What is needed: Repeat the lines of the listing below exactly, starting at the line that contains "of the shoreline." and running through the last line, both included, and only those.

Records for this exercise:
__________________________________________________

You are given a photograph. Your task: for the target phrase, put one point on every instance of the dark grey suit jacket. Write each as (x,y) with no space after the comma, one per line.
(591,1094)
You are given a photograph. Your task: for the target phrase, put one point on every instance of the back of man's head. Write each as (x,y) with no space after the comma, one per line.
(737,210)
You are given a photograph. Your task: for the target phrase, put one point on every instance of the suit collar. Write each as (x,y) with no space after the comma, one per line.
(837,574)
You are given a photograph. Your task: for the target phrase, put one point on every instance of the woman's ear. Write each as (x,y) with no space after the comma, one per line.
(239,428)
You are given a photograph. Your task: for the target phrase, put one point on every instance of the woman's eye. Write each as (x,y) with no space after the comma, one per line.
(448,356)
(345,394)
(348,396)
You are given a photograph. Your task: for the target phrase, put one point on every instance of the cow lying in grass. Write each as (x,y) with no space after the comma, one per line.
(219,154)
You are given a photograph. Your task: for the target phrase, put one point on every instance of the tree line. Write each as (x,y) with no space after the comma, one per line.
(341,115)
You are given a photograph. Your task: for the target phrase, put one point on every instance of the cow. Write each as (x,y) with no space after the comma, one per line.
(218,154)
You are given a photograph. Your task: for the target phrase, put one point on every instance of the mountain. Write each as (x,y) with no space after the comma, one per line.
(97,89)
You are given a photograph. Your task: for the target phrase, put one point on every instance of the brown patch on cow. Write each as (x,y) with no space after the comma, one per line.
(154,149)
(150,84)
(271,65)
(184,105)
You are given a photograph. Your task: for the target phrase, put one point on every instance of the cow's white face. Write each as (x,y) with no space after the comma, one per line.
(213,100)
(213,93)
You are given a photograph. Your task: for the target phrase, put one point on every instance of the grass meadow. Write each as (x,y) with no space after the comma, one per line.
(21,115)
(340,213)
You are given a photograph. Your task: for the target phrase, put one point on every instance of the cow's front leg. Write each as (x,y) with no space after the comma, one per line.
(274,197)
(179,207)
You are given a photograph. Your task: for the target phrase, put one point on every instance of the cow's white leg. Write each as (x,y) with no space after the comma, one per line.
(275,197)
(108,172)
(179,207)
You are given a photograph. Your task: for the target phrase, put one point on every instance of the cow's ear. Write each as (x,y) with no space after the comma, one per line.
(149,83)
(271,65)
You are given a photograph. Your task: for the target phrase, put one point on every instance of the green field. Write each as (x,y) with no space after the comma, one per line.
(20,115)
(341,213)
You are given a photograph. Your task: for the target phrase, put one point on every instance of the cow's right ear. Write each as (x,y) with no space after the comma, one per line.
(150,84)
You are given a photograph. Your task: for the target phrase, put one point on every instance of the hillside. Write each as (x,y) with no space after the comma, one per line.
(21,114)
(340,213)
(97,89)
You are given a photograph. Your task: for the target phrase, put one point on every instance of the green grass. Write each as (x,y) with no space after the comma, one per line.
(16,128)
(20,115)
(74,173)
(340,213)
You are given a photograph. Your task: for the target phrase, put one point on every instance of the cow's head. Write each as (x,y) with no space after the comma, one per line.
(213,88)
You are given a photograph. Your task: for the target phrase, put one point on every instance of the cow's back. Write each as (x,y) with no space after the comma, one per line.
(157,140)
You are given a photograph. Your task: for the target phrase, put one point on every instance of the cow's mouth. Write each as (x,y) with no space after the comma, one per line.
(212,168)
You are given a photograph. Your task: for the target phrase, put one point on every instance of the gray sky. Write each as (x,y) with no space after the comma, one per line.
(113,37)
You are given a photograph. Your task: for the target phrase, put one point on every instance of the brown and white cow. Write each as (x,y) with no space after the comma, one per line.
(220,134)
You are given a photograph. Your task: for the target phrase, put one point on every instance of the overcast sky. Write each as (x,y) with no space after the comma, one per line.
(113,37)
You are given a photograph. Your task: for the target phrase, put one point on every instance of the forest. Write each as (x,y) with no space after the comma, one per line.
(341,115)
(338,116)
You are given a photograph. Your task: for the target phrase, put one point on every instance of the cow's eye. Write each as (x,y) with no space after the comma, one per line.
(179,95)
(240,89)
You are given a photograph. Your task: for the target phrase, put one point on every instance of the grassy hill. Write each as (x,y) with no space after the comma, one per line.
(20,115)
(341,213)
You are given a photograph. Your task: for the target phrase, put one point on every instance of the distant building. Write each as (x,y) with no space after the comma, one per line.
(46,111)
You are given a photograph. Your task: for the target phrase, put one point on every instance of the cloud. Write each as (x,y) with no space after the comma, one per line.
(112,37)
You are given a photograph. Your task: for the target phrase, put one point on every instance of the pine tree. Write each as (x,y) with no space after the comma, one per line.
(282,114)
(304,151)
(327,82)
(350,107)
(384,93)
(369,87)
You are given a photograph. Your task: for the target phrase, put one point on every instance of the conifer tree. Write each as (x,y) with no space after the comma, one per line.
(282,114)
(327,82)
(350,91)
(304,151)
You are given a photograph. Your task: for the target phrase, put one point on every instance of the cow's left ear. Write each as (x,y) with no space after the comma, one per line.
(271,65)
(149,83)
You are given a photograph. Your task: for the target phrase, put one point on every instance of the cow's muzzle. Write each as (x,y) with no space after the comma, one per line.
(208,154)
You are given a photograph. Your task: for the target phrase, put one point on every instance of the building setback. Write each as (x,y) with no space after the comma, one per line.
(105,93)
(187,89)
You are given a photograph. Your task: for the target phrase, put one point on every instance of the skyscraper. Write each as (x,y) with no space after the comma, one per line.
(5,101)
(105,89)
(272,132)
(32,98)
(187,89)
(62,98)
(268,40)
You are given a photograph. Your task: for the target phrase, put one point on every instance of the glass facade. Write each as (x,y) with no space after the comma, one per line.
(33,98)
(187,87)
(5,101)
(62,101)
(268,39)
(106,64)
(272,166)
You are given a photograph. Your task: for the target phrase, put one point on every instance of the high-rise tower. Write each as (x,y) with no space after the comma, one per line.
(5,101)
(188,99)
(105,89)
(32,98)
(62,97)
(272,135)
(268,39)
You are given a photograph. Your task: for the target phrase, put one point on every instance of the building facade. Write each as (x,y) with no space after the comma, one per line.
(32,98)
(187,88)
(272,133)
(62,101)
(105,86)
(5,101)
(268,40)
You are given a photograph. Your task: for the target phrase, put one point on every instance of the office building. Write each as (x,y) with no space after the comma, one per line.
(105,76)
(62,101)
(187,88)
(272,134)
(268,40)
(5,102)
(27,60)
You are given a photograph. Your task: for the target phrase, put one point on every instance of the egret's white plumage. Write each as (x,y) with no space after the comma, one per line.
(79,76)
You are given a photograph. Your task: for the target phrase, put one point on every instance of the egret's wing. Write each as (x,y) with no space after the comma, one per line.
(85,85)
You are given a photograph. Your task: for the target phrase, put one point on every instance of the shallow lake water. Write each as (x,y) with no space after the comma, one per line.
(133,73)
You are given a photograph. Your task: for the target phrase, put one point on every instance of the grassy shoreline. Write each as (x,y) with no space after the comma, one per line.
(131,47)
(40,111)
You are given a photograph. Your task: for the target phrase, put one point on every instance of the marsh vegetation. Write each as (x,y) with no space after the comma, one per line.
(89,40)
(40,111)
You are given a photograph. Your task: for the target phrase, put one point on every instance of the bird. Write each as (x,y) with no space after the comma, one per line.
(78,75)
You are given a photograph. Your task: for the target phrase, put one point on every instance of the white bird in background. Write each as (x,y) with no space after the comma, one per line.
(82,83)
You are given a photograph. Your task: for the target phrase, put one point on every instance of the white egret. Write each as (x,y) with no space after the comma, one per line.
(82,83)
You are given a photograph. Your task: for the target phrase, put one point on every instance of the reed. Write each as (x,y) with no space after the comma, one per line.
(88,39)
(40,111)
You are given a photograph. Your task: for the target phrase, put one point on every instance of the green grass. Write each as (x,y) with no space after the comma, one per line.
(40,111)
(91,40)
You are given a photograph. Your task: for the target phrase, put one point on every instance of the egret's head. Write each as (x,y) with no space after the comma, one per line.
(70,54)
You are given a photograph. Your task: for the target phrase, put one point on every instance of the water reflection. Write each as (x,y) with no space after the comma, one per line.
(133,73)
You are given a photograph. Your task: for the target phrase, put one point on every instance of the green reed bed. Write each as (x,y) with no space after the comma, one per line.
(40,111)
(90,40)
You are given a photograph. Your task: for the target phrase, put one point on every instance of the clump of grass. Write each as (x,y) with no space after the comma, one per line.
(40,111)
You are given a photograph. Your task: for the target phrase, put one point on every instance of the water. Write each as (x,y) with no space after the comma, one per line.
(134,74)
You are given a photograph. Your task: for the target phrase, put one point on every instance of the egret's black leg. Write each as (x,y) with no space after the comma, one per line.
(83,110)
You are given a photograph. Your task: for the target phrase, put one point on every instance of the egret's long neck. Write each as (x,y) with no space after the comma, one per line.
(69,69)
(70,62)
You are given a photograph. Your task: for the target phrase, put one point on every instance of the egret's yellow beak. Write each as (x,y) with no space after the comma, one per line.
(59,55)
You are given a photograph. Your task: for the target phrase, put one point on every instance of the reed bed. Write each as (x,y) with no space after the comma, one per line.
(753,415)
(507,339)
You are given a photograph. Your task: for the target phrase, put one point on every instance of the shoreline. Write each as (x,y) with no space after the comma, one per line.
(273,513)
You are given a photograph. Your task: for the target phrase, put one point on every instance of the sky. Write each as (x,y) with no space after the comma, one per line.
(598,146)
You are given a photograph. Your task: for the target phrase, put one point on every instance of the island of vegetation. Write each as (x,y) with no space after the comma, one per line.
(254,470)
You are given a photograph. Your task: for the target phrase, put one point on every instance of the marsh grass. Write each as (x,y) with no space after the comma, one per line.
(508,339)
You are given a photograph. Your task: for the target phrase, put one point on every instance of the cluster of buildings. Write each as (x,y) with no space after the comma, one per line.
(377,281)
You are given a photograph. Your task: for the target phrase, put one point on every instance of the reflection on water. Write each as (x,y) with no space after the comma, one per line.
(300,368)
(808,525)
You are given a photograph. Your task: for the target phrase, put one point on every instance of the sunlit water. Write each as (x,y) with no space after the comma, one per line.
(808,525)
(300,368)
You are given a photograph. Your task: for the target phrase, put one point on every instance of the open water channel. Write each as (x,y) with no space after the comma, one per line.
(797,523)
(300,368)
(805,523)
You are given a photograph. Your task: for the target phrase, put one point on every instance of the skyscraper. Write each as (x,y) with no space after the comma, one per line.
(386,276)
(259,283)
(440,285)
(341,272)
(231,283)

__________________________________________________

Solution to this problem:
You are given a photograph. Your task: for the target phrase, put one point on every instance of the shoreline. Write each as (x,y) with no space after the comma, one per line.
(273,513)
You are given a photograph. Your task: for the target phrase, put one point on every instance of the sky. Write each as (x,y) with no space after the comma, one per line.
(598,146)
You are given a photograph. Your task: for the target phrase, put one point on every instance of the island of vegetation. Write each as (x,y) with no space after the comma, one per line.
(254,470)
You are given a photograph. Your task: for the target phrase, put one point on every instance of the marsh grass. Write each as (x,y) with no space after the comma, one per line.
(508,339)
You are given a photograph. Your task: for the target phrase, put one point on every instance of the cluster of buildings. Write each as (x,y) with no space after the comma, one per line.
(377,281)
You are given a photograph. Your task: for the target phrase, put one point on every instance of the reflection on water. Write each as (x,y) with no space after the comma, one per line.
(300,368)
(808,525)
You are given a photograph. Your task: for the target phrase, put one point on every instance of the sunlit water. Write each as (x,y) with no space after the comma, one per line.
(808,525)
(300,368)
You are given a photograph. Your task: for the target phrase, put one point on every instance of the open water channel. Write each as (x,y) with no space after the comma, one per line.
(797,523)
(300,368)
(805,523)
You are given a photograph. Your task: for the target phrase, put one point on every instance of the skyscraper. Write each as (x,y) with no space after the comma, one per line.
(386,276)
(259,283)
(440,285)
(341,272)
(231,283)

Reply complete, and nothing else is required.